Data for this task:
============================================================

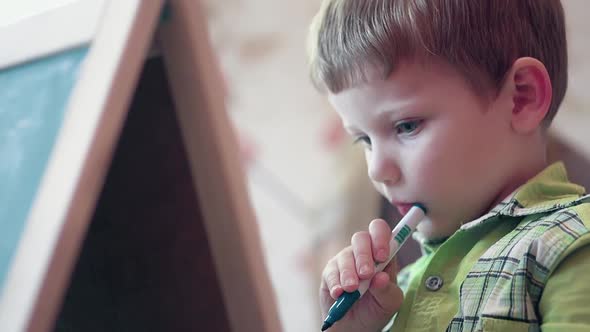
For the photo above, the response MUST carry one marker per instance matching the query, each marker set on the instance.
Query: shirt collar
(547, 191)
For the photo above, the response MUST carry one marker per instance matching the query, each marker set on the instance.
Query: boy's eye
(408, 127)
(363, 139)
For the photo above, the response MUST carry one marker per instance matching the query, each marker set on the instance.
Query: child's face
(428, 138)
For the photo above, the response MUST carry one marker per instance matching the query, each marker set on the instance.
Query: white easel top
(67, 26)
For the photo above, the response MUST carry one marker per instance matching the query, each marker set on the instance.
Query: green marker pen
(399, 235)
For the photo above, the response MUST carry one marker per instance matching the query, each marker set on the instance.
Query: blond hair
(481, 39)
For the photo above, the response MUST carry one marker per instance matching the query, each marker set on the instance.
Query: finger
(363, 254)
(380, 236)
(331, 280)
(346, 265)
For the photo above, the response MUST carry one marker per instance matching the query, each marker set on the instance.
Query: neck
(521, 172)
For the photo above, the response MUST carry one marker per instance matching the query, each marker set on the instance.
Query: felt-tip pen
(399, 235)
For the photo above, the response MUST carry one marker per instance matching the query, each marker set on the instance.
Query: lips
(402, 208)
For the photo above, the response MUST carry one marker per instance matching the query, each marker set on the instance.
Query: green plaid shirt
(521, 267)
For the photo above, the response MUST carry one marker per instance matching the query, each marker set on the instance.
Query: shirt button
(433, 283)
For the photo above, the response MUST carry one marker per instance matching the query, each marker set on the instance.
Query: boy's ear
(529, 87)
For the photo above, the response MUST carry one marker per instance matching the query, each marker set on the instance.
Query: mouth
(402, 208)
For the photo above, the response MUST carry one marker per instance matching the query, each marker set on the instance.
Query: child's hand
(357, 262)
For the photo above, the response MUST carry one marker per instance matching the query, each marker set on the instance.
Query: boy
(452, 100)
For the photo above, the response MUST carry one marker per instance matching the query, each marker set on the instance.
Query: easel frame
(77, 167)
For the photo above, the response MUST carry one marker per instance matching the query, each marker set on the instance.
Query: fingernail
(364, 270)
(348, 282)
(382, 255)
(334, 290)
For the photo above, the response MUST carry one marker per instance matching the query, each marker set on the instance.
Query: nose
(382, 166)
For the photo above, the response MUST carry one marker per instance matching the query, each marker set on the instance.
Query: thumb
(385, 290)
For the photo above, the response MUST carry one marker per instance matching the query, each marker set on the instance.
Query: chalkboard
(115, 126)
(33, 98)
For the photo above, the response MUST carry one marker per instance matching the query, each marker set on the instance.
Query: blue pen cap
(341, 306)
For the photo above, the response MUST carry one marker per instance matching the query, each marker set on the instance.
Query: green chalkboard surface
(33, 99)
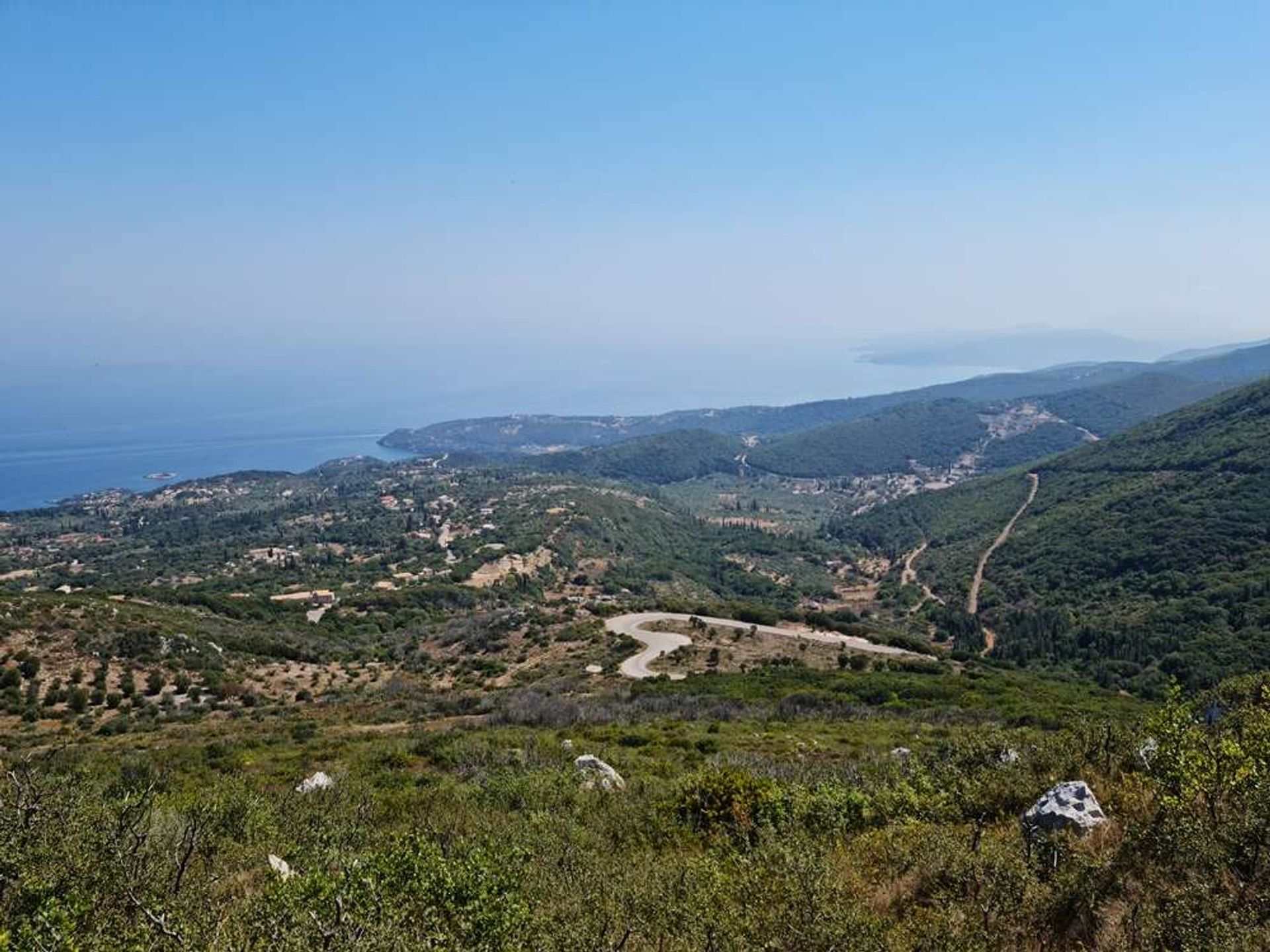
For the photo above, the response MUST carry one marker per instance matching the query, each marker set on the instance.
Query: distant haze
(588, 207)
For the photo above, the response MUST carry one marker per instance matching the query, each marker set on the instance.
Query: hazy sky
(229, 183)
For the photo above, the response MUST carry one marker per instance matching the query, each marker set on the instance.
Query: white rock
(1070, 805)
(281, 866)
(318, 781)
(1148, 750)
(599, 775)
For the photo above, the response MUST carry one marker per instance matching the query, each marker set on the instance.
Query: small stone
(1148, 750)
(318, 781)
(599, 775)
(281, 866)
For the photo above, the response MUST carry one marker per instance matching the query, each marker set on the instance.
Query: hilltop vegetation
(930, 434)
(1143, 557)
(666, 457)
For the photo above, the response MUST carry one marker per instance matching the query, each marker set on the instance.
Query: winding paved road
(661, 643)
(972, 602)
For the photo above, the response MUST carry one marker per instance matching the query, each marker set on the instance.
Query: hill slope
(929, 433)
(1143, 557)
(663, 457)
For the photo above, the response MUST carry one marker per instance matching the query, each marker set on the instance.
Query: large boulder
(597, 775)
(1068, 807)
(312, 785)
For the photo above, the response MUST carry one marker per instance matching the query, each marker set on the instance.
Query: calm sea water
(67, 433)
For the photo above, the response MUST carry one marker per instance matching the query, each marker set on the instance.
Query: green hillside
(1144, 557)
(1115, 407)
(930, 433)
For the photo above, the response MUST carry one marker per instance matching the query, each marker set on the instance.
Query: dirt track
(972, 602)
(659, 643)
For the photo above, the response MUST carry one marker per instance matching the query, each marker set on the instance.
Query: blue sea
(66, 432)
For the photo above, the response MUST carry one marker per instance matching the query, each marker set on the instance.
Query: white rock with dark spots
(312, 785)
(597, 775)
(1068, 807)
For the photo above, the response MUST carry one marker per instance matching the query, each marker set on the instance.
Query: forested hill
(927, 433)
(1143, 557)
(665, 457)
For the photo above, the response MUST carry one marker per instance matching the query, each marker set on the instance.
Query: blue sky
(226, 183)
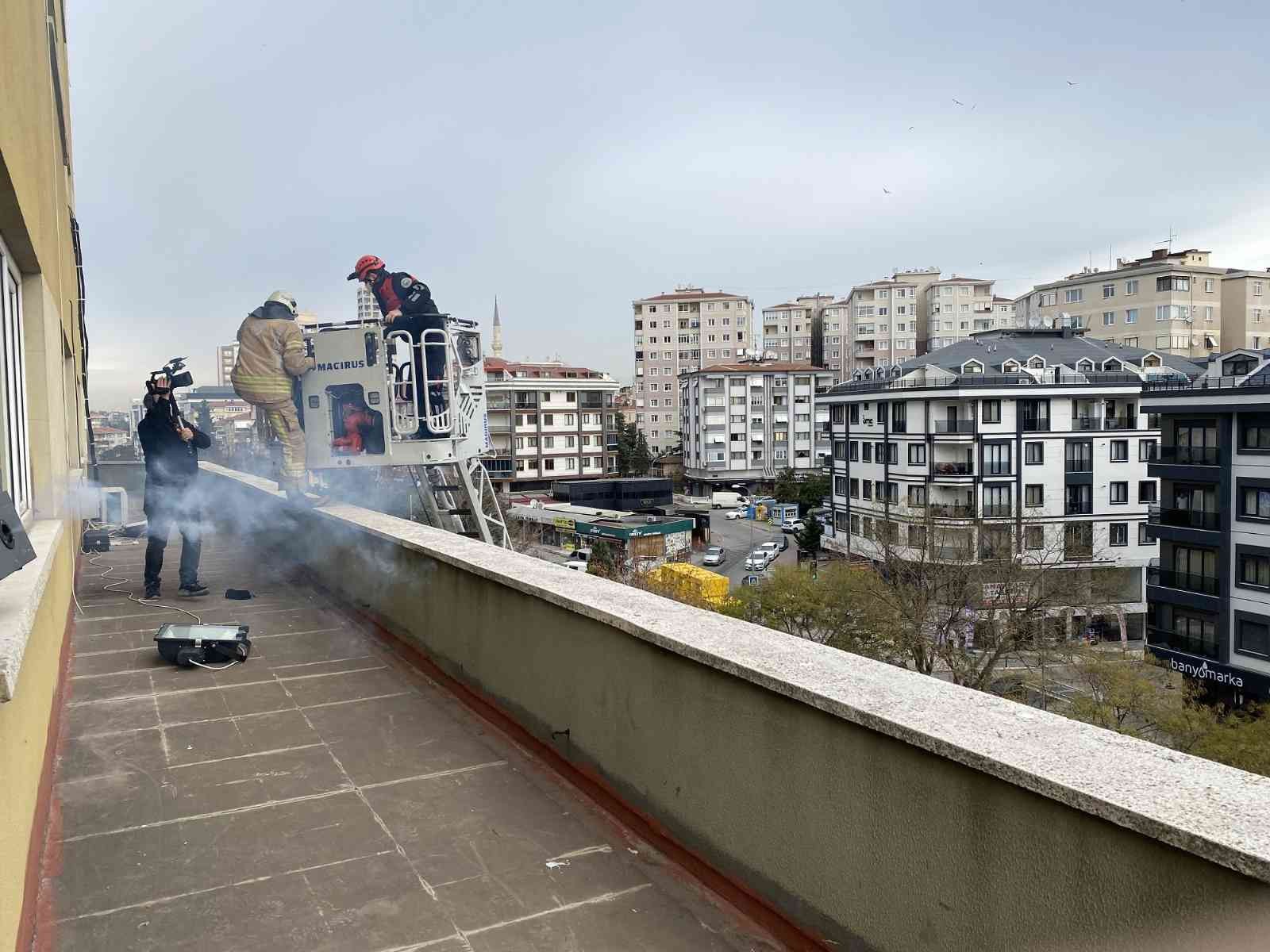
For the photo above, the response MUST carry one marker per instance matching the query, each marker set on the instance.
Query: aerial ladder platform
(371, 403)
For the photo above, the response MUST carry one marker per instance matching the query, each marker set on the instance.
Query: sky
(571, 158)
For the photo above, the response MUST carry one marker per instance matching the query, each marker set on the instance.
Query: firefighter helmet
(366, 264)
(286, 300)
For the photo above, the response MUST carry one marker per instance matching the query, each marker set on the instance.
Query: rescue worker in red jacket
(406, 305)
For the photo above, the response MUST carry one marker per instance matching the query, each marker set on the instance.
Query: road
(738, 537)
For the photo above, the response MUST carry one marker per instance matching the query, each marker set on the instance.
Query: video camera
(175, 374)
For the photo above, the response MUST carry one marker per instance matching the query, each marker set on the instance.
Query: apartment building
(44, 433)
(549, 422)
(886, 321)
(1011, 441)
(1208, 593)
(952, 308)
(746, 422)
(226, 355)
(795, 332)
(677, 333)
(1246, 309)
(1172, 301)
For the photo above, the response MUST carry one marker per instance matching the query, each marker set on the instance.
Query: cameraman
(171, 444)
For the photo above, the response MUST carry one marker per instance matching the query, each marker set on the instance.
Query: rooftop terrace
(334, 793)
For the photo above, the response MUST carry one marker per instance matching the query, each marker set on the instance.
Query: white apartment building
(1010, 441)
(1172, 301)
(747, 422)
(795, 332)
(952, 306)
(884, 321)
(679, 333)
(226, 355)
(549, 422)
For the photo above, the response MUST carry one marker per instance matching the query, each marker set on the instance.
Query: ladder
(460, 498)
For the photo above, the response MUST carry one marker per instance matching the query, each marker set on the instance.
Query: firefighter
(271, 355)
(406, 305)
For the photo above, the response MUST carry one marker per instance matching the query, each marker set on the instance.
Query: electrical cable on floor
(124, 582)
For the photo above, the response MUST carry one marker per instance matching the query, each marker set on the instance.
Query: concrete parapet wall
(873, 806)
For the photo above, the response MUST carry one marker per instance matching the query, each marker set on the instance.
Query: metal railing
(1184, 518)
(1185, 582)
(1189, 456)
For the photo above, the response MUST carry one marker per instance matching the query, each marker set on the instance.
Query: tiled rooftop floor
(321, 797)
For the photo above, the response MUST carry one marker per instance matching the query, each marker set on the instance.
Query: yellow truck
(687, 582)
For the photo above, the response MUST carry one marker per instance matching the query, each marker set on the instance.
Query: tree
(810, 539)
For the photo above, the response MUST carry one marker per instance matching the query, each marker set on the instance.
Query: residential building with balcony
(954, 306)
(1168, 301)
(549, 422)
(887, 321)
(677, 333)
(1015, 441)
(795, 332)
(747, 422)
(1210, 590)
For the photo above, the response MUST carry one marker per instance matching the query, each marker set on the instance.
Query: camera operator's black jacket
(171, 463)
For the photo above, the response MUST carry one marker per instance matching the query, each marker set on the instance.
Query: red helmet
(366, 264)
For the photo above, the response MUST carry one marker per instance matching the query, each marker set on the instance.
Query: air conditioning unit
(114, 505)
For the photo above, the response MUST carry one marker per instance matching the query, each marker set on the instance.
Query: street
(740, 537)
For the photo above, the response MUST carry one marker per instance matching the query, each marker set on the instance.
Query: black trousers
(190, 545)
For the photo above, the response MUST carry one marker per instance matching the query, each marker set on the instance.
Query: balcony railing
(952, 511)
(1184, 518)
(1189, 456)
(1185, 582)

============================================================

Assignment:
Find "Query: air conditioning unit" in the material above; set down exactly the line holding it and every line after it, through the last, and no others.

Reply to the exercise:
Query: air conditioning unit
(114, 505)
For the photo above, the response MUST carry one marker per instance matching the query, each marker set on the instance.
Query: street
(740, 537)
For the photo above, the response MUST carry one marker per instance matching the query, each marker set on the instance.
Query: black trousers
(190, 545)
For the photo above, the response MUST carry one marker per instance matching the query, each marker set on the instance.
Query: balcony railing
(952, 511)
(1184, 518)
(1189, 456)
(1185, 582)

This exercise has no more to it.